## YOUR OBJECTIVE
Starting at the line that has "the snow-covered ground" and stopping after the line that has "[(61, 642)]", turn those lines into a JSON list of strings with one string per line and no blank lines. Omit the picture from the list.

## DATA SHOWN
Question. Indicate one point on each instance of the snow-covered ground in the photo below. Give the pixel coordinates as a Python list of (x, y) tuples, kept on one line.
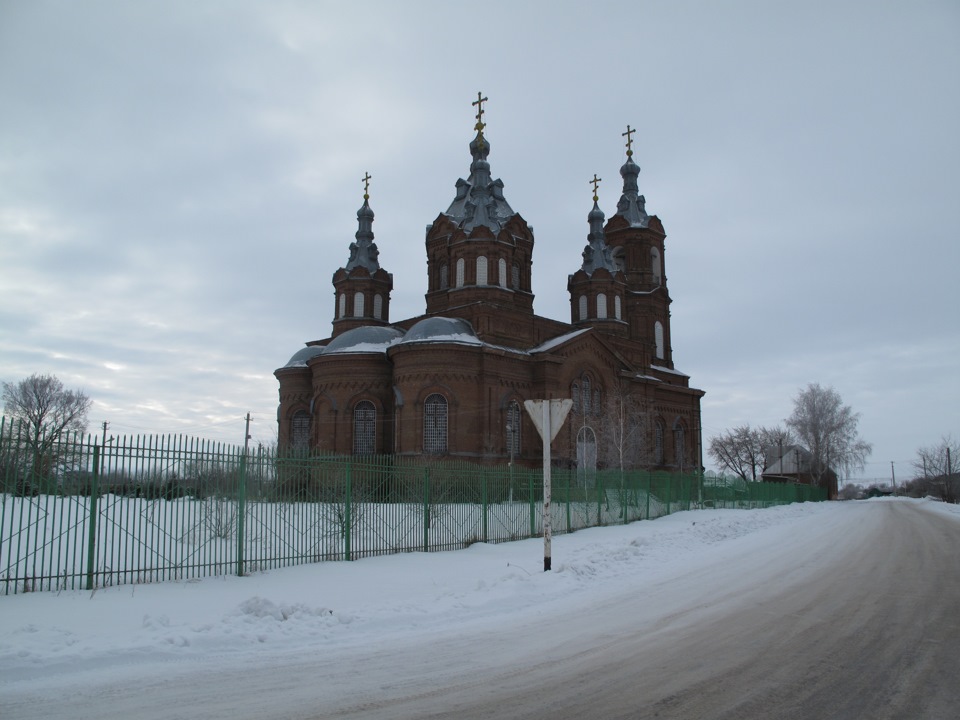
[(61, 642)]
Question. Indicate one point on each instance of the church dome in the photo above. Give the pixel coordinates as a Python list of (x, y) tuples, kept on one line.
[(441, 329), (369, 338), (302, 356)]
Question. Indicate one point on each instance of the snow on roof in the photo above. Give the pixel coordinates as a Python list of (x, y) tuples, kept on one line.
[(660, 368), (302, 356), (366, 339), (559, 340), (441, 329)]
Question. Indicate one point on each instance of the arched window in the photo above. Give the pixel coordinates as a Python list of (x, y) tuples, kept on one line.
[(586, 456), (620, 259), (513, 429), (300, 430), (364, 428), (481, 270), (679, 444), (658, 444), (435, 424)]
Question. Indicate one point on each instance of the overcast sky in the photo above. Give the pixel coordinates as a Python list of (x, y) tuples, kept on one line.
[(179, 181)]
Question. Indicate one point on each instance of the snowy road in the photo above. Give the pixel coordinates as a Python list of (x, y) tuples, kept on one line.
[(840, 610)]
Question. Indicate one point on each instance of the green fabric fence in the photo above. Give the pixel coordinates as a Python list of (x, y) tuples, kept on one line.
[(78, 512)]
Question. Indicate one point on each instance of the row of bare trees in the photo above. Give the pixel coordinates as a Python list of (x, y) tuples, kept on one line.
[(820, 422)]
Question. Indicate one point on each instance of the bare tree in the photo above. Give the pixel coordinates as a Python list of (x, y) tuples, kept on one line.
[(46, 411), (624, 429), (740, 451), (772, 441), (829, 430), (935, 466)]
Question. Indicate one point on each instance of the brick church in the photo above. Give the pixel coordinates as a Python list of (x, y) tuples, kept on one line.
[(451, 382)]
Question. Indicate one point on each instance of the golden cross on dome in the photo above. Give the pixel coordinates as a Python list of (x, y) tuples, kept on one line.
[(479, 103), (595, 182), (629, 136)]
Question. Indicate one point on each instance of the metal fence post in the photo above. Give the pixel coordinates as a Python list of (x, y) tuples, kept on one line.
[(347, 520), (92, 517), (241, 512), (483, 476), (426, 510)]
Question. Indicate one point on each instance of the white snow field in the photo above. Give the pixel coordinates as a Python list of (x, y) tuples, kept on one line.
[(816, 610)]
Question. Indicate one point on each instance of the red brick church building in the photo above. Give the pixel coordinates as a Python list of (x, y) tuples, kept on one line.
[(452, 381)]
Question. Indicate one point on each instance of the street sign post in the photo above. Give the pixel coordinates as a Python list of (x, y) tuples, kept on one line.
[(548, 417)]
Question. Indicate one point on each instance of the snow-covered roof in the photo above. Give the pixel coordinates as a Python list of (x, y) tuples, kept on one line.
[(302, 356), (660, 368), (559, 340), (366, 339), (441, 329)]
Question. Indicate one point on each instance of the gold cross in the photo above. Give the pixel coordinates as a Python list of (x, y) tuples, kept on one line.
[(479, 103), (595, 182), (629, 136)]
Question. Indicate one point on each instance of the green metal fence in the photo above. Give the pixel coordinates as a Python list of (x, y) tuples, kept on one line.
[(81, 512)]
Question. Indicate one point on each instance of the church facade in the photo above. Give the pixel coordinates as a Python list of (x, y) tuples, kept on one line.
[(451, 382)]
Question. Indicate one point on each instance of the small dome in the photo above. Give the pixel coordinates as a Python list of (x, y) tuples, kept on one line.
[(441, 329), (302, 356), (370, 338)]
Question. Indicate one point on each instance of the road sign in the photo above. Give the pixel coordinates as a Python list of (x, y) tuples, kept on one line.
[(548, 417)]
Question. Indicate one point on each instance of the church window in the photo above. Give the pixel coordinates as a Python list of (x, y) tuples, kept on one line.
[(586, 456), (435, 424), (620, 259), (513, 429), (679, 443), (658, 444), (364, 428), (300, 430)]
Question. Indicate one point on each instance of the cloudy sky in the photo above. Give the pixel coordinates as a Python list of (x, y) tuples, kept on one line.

...

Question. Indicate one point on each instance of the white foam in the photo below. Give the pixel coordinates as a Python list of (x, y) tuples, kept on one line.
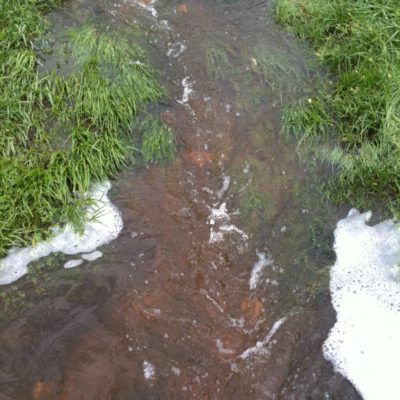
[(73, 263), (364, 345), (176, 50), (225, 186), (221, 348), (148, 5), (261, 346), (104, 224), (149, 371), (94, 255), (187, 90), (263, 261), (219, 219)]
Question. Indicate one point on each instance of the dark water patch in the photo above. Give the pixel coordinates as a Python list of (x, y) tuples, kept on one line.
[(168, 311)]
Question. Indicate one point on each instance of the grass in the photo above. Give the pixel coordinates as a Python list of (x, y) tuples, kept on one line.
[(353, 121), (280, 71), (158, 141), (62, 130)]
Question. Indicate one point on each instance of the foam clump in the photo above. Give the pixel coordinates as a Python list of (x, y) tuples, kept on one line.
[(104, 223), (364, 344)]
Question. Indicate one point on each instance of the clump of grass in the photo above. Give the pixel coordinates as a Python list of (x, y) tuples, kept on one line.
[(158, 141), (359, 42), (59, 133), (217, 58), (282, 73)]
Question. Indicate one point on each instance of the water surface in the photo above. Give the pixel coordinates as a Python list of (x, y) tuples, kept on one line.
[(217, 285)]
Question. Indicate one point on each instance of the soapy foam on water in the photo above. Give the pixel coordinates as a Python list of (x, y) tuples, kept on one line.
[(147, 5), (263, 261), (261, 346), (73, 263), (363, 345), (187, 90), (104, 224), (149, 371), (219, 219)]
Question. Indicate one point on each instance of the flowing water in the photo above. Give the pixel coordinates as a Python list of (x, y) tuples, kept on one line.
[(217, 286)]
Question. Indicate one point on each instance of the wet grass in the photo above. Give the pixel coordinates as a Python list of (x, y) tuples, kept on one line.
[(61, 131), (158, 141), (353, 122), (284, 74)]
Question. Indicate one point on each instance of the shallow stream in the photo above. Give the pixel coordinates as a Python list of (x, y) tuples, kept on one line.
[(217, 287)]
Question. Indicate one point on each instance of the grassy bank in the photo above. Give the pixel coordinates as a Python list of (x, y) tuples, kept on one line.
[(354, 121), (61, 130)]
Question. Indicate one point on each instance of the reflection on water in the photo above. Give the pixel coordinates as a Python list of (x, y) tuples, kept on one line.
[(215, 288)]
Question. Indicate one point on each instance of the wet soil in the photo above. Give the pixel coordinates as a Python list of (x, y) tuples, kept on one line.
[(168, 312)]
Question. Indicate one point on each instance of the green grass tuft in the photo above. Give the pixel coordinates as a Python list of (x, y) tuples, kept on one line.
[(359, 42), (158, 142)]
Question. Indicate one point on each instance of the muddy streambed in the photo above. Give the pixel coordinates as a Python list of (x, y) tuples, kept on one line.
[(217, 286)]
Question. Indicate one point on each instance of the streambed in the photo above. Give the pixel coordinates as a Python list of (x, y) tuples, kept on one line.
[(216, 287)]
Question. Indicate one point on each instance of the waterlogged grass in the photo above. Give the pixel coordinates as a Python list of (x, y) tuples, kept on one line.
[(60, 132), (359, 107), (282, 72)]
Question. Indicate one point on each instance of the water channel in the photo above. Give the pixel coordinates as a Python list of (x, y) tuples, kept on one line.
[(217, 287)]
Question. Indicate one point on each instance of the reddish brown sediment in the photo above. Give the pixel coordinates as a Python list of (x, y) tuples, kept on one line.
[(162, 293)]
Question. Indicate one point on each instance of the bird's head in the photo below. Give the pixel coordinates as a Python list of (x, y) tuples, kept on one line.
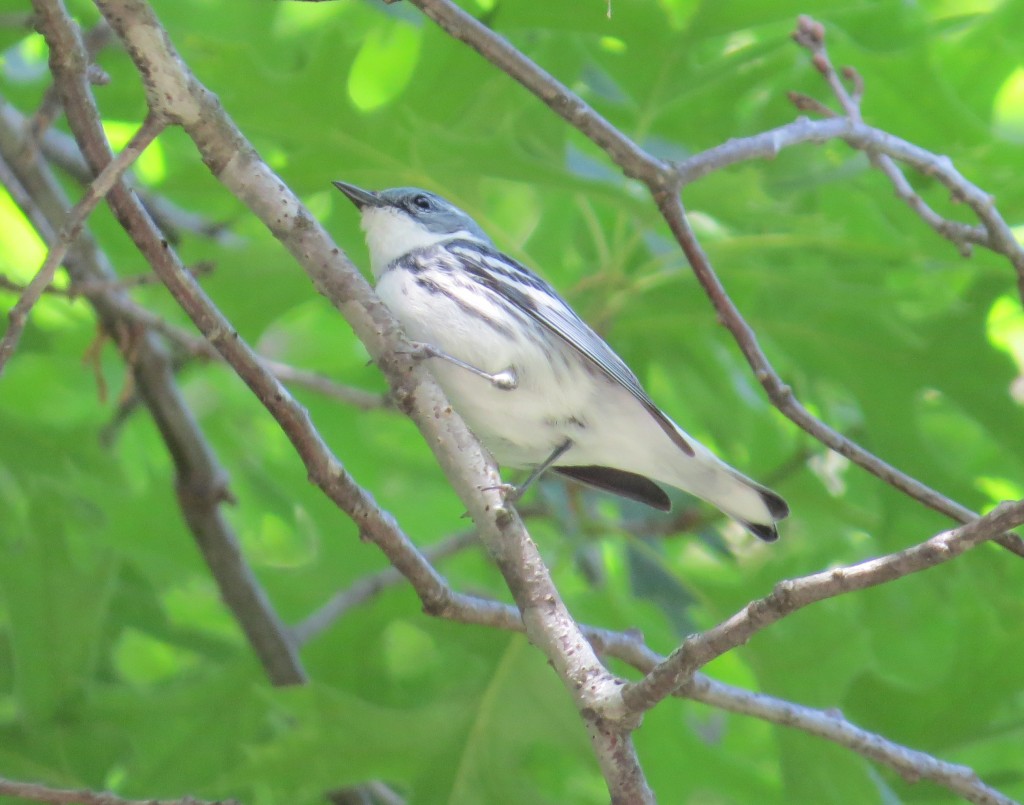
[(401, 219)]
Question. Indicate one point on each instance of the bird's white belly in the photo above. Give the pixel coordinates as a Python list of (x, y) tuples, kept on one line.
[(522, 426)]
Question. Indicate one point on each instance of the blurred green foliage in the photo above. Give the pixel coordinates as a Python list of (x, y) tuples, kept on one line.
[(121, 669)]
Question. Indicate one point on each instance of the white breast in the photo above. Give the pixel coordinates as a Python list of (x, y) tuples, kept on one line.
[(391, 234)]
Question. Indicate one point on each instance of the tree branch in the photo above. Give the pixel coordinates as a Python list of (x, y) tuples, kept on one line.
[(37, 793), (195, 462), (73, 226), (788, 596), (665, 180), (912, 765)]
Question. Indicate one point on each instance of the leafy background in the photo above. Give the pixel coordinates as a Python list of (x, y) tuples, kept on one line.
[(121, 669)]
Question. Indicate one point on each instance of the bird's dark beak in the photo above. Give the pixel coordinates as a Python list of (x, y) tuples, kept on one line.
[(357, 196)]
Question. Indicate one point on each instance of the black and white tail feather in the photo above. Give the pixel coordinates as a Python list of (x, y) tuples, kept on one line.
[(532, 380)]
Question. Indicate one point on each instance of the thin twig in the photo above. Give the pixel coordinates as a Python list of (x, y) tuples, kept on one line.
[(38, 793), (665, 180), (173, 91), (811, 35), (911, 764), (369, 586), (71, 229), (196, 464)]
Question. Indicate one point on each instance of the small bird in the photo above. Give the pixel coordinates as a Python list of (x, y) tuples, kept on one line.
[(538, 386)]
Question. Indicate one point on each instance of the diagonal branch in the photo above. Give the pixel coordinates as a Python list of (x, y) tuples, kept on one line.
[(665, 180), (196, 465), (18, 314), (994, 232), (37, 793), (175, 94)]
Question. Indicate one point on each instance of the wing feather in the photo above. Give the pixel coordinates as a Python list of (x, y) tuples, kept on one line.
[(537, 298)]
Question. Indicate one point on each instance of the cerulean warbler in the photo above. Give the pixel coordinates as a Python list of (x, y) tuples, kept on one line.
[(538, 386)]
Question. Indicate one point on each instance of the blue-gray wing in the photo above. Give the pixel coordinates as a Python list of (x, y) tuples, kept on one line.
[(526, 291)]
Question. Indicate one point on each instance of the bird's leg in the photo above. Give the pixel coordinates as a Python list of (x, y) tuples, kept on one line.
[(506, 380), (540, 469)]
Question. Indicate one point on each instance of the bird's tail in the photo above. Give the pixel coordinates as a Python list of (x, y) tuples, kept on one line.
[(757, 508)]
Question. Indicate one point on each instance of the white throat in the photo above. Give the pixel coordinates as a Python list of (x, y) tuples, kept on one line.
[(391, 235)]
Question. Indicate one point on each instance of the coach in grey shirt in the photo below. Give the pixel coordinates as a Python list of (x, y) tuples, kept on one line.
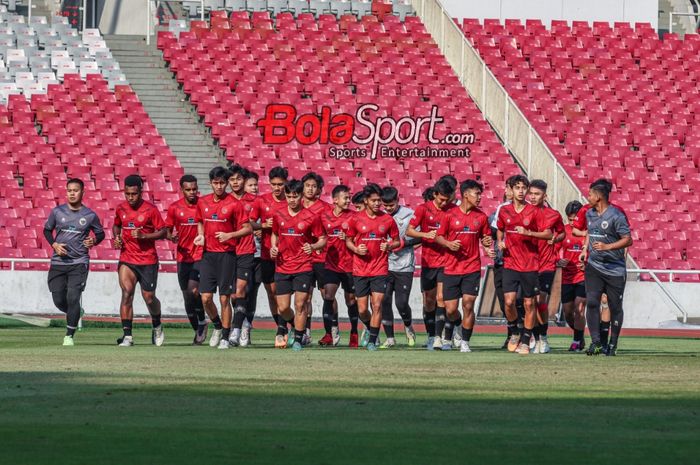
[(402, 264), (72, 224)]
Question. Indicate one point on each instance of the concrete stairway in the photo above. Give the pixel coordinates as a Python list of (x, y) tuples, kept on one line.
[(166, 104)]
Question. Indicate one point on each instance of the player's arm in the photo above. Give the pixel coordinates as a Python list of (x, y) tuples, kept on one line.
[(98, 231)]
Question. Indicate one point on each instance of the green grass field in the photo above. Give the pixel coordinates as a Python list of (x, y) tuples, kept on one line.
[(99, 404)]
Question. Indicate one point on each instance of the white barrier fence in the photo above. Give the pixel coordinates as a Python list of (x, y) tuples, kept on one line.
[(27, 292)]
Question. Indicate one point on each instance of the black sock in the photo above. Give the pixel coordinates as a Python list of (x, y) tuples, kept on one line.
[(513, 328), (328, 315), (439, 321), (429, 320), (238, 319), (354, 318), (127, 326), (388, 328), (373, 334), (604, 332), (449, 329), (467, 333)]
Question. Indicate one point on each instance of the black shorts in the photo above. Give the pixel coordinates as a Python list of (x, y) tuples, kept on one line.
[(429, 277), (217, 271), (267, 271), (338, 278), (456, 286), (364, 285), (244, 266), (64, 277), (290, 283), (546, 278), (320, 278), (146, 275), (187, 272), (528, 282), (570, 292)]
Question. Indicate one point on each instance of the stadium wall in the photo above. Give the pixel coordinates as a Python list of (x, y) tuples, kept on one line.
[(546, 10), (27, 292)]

* * *

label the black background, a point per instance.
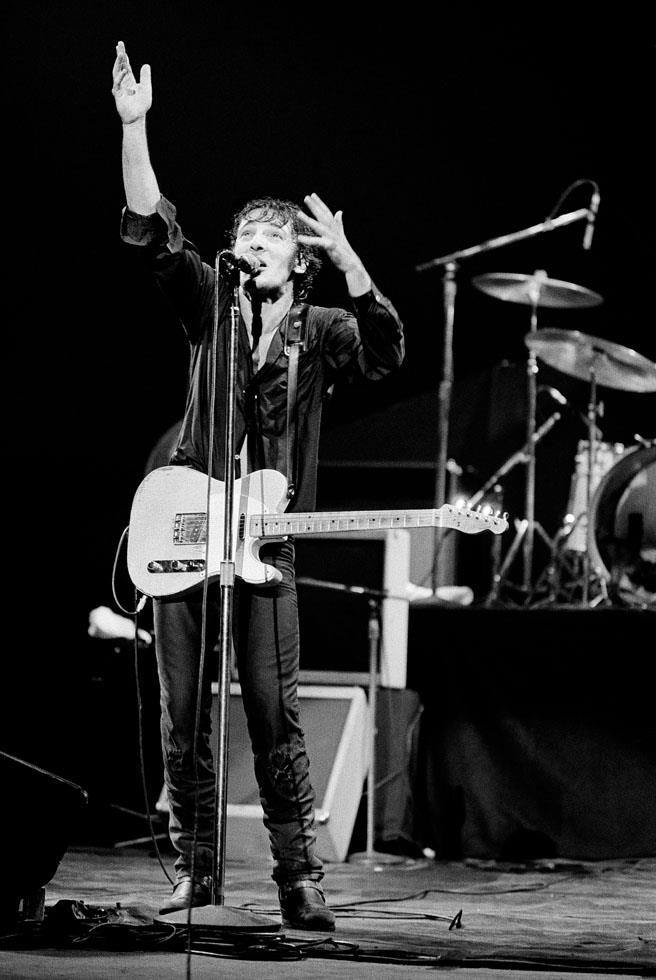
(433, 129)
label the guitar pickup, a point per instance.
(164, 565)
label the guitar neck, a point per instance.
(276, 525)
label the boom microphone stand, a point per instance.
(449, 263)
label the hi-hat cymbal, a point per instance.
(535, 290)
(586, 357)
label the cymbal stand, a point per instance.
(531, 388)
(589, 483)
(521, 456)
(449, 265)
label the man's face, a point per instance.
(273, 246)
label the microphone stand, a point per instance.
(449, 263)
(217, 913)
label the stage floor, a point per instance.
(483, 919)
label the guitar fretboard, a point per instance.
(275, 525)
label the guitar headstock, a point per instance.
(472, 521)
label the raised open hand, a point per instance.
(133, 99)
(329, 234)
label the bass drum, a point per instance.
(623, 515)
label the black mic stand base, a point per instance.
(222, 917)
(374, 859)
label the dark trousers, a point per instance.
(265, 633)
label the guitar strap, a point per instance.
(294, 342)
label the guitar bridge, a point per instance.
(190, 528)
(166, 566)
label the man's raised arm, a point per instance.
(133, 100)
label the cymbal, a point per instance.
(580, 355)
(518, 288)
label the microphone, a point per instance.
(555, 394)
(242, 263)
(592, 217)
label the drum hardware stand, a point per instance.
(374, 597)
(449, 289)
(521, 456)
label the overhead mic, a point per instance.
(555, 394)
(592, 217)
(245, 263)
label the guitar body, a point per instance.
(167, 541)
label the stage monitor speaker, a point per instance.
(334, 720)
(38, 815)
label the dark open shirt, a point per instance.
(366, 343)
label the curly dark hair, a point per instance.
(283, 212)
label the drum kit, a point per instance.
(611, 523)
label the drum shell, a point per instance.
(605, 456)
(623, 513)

## ANSWER TO THE TASK
[
  "Question. Indicate one point on each instance of the snow-covered ground in the photo below. Give the pixel coordinates as a Python list of (x, y) tuples, kept on one line.",
  "[(61, 642)]"
]